## Task requirements:
Rescale the items between the line holding "Target: green tree" and the line holding "(0, 0), (591, 399)", inclusive, and give only those lines again, requests included. Multiply every bounding-box coordinate in the answers by 1.2 and round to whole numbers, with halves rounded up, leaving the requests and their format sample unchanged.

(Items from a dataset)

—————

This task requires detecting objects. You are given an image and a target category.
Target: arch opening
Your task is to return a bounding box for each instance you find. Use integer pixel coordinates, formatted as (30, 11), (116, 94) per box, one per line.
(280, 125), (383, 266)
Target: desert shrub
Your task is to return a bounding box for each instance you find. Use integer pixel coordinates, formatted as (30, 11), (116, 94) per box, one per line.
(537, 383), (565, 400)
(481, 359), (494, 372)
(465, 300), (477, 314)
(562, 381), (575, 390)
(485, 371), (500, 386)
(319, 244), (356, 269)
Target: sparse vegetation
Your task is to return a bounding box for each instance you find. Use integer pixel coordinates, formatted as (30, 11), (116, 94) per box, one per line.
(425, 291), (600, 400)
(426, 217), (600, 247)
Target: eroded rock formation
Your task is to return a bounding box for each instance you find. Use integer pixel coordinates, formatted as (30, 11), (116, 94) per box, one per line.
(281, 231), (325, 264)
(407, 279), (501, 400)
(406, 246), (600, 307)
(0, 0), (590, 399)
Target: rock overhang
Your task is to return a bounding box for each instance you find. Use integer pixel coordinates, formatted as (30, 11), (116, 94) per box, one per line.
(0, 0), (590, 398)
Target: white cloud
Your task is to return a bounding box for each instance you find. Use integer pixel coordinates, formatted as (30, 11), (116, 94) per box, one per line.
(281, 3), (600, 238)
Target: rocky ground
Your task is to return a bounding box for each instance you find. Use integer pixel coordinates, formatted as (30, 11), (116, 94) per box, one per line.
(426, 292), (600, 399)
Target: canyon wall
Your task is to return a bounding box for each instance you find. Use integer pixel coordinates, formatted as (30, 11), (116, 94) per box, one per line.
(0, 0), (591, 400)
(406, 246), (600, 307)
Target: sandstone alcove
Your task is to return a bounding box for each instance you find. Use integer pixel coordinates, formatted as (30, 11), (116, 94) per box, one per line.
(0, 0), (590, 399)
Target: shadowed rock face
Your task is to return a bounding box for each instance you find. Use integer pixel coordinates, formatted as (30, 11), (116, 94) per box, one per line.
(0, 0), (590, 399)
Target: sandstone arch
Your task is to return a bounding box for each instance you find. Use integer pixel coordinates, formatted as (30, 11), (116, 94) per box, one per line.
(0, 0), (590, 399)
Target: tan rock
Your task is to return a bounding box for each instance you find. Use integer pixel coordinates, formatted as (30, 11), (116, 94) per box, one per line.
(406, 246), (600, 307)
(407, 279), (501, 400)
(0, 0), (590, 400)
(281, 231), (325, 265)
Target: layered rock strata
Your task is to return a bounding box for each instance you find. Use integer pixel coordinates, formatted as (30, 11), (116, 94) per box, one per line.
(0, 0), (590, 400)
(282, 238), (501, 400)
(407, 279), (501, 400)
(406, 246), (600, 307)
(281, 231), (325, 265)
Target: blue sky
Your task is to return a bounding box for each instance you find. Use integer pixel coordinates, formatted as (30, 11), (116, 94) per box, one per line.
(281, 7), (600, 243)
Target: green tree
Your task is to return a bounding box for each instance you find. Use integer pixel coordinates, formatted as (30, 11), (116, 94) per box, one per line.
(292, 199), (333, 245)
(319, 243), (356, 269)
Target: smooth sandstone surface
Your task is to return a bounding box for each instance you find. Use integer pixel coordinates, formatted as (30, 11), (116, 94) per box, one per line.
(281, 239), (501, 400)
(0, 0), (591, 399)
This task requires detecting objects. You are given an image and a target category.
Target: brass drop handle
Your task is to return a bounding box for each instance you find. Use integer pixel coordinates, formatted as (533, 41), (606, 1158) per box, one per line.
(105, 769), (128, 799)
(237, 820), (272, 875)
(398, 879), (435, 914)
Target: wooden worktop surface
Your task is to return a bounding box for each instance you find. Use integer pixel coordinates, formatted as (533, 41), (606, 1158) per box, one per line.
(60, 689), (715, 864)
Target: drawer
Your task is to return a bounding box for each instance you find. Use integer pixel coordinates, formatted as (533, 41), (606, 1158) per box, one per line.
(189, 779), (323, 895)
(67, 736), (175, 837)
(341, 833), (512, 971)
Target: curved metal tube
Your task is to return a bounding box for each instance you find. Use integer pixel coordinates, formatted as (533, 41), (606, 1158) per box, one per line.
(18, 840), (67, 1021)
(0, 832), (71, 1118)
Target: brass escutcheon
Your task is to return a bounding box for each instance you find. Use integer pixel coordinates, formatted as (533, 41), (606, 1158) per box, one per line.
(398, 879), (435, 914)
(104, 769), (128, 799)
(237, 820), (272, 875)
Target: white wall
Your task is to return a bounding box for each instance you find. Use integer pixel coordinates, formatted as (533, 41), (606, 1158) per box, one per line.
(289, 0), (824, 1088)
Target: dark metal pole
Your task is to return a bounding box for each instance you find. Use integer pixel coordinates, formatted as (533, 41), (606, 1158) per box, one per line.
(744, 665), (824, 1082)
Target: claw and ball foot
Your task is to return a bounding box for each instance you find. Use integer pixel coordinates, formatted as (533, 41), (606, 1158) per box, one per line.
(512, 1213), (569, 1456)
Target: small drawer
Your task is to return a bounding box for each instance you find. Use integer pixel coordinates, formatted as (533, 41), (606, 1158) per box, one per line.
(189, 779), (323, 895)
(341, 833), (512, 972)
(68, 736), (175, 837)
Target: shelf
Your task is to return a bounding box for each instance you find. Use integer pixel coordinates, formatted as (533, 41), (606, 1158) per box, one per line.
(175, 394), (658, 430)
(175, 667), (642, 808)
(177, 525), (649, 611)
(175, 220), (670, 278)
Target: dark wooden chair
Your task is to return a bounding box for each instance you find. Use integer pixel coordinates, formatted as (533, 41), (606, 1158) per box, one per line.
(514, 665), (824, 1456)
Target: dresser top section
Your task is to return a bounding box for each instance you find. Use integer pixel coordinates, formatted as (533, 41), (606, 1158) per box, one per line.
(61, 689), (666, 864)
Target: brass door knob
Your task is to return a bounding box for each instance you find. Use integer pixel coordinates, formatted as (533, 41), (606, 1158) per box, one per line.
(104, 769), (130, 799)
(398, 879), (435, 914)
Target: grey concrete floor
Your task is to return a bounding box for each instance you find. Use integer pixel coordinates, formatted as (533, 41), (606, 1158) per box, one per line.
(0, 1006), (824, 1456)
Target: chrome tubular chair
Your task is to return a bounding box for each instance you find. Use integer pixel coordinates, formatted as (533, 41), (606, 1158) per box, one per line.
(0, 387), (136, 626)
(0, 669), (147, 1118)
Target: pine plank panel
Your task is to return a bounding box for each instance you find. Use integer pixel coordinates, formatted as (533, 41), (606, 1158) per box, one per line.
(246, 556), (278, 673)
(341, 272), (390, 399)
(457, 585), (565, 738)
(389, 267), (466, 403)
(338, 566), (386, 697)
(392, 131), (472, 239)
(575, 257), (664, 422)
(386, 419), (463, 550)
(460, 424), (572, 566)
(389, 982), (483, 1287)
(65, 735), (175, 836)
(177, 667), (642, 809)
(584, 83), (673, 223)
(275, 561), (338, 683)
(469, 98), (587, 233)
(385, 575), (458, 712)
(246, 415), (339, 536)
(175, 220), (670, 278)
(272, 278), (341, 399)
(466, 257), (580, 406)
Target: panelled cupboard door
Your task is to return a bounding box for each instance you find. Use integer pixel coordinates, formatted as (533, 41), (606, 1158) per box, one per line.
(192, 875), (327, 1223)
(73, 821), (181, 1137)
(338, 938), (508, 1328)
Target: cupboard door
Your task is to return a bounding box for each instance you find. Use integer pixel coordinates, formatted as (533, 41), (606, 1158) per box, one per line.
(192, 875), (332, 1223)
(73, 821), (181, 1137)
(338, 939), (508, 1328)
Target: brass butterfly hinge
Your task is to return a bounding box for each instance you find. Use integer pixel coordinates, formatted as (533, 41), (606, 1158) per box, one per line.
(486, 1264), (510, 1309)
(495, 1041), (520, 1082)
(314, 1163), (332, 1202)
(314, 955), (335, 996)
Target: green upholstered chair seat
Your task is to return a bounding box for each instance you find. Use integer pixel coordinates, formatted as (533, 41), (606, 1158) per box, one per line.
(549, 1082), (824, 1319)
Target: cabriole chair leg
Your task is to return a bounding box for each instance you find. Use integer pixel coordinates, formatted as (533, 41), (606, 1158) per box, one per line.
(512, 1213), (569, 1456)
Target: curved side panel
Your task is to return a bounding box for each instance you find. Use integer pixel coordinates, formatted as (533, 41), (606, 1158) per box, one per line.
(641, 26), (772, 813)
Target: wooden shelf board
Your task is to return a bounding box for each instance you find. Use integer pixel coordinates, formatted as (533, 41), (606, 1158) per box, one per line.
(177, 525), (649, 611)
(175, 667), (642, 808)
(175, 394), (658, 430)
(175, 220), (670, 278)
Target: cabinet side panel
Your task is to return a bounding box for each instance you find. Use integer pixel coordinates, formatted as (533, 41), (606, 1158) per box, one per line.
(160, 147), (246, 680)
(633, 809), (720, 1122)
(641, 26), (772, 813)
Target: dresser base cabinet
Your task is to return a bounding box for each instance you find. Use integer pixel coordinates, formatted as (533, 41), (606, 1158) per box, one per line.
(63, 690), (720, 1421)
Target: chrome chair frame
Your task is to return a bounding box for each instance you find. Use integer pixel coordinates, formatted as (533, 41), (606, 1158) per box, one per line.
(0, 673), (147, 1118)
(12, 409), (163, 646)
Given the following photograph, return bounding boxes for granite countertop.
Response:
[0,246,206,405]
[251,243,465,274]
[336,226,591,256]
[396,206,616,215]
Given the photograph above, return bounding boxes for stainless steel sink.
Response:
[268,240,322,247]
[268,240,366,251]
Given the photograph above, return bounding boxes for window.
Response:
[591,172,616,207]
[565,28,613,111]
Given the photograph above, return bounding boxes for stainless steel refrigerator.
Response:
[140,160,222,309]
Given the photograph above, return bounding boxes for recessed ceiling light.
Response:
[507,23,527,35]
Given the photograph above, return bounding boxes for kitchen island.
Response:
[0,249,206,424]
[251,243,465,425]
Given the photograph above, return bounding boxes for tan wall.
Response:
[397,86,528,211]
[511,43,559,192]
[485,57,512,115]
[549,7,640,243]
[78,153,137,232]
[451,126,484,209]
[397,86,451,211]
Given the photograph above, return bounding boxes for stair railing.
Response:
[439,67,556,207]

—————

## Completed task:
Target: green tree
Your task is to return a bounding box for each instance you find. Use integer pixel coordinates, formatted as (30, 11), (116, 94) per box, one per line.
(350, 239), (400, 294)
(383, 292), (427, 323)
Target: smooth sandstone surface
Your task is to return a bounding box for each instance you find. Use integer pixel coordinates, formatted as (30, 11), (116, 94) per box, one per line.
(337, 287), (601, 480)
(0, 0), (709, 479)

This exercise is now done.